### Passage shown

Wednesday, June 16, 2021

Bye bye, birdies: We Energies peregrine falcon chicks begin to leave the nest

Two sets of our peregrine falcon parents are officially empty nesters. The chicks born this spring at our power plants in Oak Creek and Milwaukee have learned to fly.

“Fauci” was the first chick to spread his wings at the Oak Creek Power Plant nest box, followed by his brothers “Checkers” and “Beaker.” Over at the Valley Power Plant nest box, “Kizzmekia” was the first to leave. All of the baby falcons were named in honor of the heroes and helpers of the COVID-19 pandemic

The fledglings will spend the next few weeks learning how to hunt prey and mastering their flying skills. After that, they’ll head off in separate directions to start their own lives. 

There’s still plenty of action on our live nest box cameras. The chicks born at the Port Washington Generating Station are younger and will likely stick around for at least another week.

This year’s class of chicks brings the total number of peregrines hatched, named and banded at We Energies and Wisconsin Public Service (WPS) power plants to 421 since our recovery efforts began in the mid-1990s.

Peregrine falcon program

We Energies and WPS are honored to be a part of a statewide effort to restore the peregrine falcon population. The Department of Natural Resources added peregrine falcons to Wisconsin’s endangered species list in the 1970s.

This program is another way We Energies and WPS are building a bright, sustainable future. From helping endangered animals and restoring natural habitats, to building new solar facilities and reducing carbon emissions, we are committed to a cleaner future.

### Task description
According to the falcon news post, which chick was the first to leave the Valley Power Plant nest box? These records have no connection to the falcon news post.

### Exercise data
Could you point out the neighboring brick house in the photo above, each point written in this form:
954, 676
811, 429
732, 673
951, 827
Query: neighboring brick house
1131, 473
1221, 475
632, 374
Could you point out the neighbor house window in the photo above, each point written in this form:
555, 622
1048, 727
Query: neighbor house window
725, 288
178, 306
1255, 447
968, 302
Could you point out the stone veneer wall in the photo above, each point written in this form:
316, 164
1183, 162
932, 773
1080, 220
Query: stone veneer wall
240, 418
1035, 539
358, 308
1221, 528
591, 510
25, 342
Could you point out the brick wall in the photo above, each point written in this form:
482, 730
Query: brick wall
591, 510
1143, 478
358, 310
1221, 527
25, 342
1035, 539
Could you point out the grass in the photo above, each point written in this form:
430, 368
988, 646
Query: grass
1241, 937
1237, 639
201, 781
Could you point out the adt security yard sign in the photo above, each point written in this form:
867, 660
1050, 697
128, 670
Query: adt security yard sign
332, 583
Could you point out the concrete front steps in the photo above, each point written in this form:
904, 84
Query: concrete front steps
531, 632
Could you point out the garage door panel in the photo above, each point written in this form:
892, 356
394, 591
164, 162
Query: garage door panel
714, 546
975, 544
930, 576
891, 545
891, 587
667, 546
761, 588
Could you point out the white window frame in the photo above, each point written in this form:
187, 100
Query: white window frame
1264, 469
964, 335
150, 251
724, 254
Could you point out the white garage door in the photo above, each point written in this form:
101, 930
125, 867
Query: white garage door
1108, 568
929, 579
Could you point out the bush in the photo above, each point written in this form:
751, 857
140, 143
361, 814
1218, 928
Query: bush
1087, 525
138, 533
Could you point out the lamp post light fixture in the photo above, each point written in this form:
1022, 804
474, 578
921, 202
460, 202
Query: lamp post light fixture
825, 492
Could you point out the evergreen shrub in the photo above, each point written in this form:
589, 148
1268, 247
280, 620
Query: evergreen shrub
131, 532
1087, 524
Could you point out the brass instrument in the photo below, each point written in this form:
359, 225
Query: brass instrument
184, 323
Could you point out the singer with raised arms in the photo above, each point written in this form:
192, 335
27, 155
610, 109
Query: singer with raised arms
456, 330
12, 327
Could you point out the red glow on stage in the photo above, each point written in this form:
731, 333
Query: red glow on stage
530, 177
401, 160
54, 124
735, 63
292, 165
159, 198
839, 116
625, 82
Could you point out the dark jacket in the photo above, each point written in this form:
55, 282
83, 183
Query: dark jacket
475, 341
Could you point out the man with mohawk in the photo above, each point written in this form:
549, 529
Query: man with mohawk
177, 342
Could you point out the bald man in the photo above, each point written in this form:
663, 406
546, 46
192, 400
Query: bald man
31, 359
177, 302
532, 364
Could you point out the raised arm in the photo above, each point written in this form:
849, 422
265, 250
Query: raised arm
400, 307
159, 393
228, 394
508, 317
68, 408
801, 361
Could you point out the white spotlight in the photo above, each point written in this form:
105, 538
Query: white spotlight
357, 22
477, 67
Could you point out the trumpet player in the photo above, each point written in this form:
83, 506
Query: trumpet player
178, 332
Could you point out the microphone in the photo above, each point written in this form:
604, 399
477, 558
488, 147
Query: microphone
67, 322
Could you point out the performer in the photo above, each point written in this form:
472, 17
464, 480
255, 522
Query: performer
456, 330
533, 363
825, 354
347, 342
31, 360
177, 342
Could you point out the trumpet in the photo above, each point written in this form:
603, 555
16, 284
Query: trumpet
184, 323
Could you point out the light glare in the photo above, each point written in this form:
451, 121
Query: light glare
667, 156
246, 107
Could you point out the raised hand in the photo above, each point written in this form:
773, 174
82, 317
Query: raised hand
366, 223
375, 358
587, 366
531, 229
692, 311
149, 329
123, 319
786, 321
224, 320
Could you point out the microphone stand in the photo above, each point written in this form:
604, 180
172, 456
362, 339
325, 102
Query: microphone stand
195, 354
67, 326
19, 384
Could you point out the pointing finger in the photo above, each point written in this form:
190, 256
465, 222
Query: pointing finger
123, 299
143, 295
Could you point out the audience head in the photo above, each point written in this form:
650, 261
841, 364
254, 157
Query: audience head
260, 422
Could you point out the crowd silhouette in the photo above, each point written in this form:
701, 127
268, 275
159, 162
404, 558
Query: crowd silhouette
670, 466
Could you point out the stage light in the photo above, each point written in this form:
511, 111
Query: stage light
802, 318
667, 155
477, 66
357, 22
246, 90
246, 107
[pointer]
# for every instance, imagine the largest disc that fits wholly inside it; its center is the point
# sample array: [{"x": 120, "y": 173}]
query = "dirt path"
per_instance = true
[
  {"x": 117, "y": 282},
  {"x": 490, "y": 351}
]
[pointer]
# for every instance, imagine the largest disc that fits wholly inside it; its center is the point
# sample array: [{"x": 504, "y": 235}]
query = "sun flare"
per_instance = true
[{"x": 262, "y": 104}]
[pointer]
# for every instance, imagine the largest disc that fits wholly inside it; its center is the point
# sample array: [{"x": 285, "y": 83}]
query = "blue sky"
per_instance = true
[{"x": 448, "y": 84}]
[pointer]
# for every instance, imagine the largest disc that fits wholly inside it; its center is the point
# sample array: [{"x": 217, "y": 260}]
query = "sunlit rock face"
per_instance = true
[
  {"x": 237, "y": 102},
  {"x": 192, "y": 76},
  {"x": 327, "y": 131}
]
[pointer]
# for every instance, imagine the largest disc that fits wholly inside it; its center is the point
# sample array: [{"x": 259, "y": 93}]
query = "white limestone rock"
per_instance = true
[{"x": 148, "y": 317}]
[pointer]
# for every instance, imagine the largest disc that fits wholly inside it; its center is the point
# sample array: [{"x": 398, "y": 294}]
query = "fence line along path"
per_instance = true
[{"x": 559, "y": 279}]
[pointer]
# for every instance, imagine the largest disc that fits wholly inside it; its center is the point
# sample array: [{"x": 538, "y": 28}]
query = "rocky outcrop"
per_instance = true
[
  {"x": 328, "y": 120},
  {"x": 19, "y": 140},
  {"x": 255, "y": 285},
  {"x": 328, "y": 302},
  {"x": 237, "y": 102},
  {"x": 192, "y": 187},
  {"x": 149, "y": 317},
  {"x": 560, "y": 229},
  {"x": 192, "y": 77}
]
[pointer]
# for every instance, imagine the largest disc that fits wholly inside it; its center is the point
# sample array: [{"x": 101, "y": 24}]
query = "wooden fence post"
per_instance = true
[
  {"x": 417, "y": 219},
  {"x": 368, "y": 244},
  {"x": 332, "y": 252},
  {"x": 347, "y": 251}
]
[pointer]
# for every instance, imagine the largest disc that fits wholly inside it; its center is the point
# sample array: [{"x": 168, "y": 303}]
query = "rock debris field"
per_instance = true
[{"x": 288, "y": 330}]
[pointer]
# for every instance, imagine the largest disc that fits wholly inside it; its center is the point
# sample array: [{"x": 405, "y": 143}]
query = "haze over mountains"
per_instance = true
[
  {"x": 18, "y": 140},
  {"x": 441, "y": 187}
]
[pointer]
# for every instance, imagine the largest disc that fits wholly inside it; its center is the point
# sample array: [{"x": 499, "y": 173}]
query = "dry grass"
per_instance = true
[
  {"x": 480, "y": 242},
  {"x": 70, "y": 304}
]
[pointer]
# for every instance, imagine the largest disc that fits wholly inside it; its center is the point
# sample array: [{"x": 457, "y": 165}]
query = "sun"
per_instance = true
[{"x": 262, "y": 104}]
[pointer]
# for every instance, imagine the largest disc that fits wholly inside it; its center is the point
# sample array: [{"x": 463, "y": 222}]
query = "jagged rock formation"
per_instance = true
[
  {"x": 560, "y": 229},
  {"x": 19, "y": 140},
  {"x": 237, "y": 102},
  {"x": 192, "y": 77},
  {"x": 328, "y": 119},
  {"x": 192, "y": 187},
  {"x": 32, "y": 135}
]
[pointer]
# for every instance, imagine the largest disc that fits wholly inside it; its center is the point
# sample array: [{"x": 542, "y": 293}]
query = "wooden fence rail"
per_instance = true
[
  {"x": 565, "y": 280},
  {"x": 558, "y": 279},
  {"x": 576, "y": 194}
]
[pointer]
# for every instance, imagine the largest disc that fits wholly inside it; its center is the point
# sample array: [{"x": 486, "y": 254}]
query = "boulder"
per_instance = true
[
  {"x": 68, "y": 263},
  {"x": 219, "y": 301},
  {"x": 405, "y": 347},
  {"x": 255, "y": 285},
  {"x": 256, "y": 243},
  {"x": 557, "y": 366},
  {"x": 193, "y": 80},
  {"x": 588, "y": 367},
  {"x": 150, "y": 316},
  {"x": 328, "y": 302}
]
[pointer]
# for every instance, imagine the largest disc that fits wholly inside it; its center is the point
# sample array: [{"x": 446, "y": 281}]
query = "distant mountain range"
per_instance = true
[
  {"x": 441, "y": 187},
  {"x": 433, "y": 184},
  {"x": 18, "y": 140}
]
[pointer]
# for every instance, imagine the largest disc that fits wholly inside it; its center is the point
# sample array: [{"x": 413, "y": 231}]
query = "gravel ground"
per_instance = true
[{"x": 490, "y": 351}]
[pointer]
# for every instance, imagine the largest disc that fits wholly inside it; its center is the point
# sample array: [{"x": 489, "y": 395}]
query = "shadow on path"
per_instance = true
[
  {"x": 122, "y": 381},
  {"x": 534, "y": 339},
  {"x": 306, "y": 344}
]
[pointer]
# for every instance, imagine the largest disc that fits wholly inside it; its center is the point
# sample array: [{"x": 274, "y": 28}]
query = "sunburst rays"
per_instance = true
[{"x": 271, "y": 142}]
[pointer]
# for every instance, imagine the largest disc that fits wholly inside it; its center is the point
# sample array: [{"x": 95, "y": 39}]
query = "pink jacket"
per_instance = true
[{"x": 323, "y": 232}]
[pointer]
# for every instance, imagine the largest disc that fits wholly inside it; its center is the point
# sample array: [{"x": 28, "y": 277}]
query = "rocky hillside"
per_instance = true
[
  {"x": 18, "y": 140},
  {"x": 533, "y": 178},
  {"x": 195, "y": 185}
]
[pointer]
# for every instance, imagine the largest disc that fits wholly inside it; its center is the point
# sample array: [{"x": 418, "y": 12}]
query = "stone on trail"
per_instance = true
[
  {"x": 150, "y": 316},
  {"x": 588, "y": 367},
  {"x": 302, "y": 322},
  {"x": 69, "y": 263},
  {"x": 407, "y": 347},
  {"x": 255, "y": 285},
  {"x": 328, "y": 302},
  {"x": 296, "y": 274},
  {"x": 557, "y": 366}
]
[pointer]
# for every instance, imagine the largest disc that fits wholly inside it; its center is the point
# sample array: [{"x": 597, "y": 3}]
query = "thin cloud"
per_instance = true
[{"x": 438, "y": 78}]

### Exercise output
Kizzmekia was the first to leave the Valley Power Plant nest box.